## Direction
Lay out the records below as a Markdown table with the columns Row and Line, numbering each line and leaving out blank lines. Cover only the lines from the first line of the records through the line that contains "(1336, 262)".
# start of Data shown
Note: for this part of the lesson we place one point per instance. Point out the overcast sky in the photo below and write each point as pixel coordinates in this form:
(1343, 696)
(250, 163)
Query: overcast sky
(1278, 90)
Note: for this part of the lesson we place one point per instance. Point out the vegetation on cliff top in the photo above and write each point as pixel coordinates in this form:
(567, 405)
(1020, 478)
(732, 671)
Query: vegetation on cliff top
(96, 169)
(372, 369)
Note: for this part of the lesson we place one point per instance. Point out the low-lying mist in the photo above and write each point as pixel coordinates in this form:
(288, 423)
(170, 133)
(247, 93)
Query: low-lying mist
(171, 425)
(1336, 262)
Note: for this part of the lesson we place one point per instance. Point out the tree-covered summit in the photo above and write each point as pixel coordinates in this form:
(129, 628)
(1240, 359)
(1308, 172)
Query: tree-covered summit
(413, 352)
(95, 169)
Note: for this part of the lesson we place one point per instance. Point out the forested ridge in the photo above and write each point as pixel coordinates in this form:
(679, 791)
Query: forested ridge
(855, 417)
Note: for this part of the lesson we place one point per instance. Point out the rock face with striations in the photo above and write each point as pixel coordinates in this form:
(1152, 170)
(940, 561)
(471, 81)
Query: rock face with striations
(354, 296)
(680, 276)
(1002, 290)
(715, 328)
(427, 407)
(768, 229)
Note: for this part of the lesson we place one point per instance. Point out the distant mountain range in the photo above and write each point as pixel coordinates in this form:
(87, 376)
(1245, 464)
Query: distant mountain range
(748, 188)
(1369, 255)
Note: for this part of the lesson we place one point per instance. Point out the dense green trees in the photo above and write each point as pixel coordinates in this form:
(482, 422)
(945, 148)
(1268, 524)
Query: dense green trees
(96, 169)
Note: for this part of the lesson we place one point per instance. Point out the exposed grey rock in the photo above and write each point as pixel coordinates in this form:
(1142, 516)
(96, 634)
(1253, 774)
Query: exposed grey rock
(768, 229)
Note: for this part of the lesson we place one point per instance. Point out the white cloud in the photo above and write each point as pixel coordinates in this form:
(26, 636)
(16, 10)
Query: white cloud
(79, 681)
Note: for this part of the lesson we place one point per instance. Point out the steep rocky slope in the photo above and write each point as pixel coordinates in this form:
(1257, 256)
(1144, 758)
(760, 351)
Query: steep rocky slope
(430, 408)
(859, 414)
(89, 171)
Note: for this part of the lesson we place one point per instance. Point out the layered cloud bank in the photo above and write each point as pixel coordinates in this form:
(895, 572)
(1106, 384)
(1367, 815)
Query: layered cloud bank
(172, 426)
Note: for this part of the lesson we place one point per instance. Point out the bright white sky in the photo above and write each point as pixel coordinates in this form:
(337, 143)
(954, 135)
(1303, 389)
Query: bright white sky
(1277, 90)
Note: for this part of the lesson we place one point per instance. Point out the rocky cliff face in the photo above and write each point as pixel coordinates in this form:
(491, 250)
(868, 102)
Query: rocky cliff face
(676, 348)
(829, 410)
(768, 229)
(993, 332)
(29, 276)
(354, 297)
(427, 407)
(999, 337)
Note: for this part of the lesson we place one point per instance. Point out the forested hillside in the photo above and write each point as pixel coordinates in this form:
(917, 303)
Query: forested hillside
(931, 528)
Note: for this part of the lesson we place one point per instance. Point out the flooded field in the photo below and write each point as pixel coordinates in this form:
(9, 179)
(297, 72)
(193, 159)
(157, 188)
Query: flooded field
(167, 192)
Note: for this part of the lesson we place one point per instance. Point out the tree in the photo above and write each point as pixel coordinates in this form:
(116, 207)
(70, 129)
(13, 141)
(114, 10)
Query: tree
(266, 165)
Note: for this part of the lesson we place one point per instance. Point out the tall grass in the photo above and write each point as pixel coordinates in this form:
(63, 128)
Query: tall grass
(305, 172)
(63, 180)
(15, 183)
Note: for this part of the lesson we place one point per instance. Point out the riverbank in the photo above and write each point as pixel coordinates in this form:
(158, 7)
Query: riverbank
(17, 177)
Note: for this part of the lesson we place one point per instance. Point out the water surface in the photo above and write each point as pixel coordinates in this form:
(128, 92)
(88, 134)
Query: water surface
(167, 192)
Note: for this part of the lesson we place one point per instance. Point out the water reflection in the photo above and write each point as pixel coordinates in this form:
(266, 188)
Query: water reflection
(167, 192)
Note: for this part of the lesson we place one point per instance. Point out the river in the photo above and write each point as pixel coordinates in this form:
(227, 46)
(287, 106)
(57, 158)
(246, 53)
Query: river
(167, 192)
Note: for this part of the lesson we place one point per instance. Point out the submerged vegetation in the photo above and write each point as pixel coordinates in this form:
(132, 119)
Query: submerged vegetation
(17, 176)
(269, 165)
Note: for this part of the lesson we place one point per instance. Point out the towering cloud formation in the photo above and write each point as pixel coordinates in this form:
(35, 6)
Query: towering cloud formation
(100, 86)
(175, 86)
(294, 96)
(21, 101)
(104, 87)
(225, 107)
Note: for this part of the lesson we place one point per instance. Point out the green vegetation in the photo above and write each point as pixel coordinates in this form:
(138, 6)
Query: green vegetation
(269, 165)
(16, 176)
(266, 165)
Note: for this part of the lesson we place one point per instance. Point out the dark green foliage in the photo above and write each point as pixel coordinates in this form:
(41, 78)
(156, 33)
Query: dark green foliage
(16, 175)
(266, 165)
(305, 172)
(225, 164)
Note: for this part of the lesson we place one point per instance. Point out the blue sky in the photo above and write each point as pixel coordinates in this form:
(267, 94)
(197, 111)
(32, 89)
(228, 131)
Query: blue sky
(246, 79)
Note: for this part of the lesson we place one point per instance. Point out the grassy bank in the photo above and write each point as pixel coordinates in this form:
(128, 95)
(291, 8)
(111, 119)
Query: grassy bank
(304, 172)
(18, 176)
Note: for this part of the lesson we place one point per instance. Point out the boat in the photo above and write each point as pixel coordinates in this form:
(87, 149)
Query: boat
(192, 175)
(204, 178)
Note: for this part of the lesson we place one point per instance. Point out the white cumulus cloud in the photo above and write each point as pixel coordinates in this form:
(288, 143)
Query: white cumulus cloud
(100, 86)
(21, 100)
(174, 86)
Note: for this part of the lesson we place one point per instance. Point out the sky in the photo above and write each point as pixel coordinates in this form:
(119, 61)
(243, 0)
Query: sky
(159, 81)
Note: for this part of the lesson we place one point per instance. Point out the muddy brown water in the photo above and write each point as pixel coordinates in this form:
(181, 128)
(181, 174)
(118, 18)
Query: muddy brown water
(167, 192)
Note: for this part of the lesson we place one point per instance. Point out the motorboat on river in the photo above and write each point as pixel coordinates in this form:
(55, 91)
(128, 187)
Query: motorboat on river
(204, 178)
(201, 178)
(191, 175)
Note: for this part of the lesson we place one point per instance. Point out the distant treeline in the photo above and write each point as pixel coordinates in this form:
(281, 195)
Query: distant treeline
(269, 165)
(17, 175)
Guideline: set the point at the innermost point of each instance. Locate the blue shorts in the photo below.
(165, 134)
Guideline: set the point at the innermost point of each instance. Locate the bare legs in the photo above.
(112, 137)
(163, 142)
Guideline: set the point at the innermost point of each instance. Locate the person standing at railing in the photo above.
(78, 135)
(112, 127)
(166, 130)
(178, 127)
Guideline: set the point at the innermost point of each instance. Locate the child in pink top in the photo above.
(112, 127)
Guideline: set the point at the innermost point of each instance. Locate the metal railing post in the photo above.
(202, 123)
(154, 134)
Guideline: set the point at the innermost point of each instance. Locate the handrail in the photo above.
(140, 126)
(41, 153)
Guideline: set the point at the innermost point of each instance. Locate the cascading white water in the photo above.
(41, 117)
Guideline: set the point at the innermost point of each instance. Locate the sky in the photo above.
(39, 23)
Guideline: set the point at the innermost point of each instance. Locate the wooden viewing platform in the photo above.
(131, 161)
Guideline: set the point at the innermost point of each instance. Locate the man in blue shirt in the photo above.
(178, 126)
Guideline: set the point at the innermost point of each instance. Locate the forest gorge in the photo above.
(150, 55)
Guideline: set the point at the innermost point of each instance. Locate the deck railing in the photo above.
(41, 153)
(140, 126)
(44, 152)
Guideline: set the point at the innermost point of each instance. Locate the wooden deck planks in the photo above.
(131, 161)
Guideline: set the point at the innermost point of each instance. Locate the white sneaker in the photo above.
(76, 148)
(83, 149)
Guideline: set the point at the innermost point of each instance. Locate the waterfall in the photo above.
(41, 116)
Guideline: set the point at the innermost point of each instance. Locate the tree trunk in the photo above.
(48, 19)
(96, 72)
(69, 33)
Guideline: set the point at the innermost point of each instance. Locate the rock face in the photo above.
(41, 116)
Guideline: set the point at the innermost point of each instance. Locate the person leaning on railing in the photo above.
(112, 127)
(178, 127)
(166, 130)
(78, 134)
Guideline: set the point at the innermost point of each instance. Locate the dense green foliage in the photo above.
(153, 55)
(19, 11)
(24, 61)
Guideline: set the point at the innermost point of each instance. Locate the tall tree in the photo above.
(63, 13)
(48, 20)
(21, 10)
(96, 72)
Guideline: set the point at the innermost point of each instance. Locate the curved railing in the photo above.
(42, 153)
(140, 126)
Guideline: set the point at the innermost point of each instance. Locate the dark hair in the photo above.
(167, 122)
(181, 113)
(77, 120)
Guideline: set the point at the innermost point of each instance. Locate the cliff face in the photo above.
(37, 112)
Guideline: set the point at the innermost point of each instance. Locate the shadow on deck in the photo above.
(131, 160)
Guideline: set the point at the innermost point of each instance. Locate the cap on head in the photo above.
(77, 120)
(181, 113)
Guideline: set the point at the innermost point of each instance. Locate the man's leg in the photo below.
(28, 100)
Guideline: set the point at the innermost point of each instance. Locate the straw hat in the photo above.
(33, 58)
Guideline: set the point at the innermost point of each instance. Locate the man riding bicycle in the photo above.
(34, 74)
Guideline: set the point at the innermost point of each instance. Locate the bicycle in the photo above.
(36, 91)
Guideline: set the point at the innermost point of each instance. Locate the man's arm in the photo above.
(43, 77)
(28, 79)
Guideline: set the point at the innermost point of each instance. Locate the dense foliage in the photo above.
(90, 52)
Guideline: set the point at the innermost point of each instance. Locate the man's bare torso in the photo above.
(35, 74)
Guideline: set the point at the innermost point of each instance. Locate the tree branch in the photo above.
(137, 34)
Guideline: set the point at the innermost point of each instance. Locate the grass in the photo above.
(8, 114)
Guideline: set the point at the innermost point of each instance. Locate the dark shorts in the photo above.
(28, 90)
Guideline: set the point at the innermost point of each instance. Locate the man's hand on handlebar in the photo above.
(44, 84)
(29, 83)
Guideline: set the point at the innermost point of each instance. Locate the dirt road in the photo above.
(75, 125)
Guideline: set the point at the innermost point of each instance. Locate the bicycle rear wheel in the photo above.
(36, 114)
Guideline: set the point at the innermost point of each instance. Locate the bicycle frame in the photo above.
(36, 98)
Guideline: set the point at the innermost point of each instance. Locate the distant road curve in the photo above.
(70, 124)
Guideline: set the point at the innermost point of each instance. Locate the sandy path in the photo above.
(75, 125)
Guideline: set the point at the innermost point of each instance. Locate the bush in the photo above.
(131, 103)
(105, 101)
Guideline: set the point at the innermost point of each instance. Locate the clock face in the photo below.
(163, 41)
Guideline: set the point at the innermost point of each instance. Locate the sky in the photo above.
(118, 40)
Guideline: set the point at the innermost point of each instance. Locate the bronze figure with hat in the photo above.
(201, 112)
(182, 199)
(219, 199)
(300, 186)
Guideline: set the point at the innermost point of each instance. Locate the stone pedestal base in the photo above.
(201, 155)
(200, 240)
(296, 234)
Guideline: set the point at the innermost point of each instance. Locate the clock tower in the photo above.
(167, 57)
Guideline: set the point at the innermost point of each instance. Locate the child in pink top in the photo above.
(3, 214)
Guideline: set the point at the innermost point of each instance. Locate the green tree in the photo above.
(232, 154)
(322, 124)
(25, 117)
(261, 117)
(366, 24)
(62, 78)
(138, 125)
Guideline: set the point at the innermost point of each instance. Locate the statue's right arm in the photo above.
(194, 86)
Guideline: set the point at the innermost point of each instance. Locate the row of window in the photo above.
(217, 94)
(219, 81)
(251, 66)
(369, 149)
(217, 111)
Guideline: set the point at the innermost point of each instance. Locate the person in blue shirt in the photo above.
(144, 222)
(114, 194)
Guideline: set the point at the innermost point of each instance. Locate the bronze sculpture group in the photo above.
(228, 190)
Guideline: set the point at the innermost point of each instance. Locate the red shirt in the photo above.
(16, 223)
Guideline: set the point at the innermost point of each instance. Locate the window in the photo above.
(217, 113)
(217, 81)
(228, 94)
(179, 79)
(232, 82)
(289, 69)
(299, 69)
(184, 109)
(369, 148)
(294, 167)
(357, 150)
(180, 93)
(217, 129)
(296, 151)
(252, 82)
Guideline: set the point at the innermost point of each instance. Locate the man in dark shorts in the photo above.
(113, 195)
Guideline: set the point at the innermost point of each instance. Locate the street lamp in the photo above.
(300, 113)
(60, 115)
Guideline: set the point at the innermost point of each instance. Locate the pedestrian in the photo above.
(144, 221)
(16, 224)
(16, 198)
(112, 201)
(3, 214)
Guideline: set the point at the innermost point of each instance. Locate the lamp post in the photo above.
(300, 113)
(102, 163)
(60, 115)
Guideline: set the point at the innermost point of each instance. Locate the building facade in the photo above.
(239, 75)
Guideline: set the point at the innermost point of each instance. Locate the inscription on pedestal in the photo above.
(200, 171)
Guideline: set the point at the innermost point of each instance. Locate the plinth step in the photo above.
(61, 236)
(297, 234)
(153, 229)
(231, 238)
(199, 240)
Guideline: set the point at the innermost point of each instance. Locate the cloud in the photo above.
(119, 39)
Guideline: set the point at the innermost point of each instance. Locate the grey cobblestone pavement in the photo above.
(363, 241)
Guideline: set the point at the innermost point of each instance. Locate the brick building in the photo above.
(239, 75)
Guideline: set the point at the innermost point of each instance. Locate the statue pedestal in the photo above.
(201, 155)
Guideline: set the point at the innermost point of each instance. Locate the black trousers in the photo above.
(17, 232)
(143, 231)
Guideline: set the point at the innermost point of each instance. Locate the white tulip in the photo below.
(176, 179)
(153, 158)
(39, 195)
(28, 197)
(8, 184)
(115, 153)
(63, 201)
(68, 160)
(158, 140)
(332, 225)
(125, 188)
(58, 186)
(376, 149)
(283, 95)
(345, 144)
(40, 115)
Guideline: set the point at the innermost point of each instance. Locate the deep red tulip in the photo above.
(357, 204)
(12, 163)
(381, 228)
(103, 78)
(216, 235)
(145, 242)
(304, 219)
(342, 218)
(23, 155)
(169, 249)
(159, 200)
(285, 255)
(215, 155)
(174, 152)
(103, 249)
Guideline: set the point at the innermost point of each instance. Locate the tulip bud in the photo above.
# end of Data shown
## Reply to the exercise
| Row | Line |
|---|---|
| 1 | Note: for this part of the lesson we place one point per instance. Point out the overcast sky in the photo below and write each point as pixel coordinates in this form: |
| 2 | (1343, 696) |
| 3 | (250, 163) |
| 4 | Query: overcast sky |
| 5 | (1278, 90) |
| 6 | Note: for this part of the lesson we place one point per instance. Point out the vegetation on cliff top in the photo above and write each point as pixel coordinates in this form: |
| 7 | (567, 405) |
| 8 | (1020, 478) |
| 9 | (732, 671) |
| 10 | Query: vegetation on cliff top |
| 11 | (96, 169) |
| 12 | (372, 369) |
| 13 | Note: for this part of the lesson we place one point per instance. Point out the low-lying mist in the photo above and write each point as pixel coordinates in this form: |
| 14 | (288, 423) |
| 15 | (170, 133) |
| 16 | (247, 93) |
| 17 | Query: low-lying mist |
| 18 | (171, 425) |
| 19 | (1336, 262) |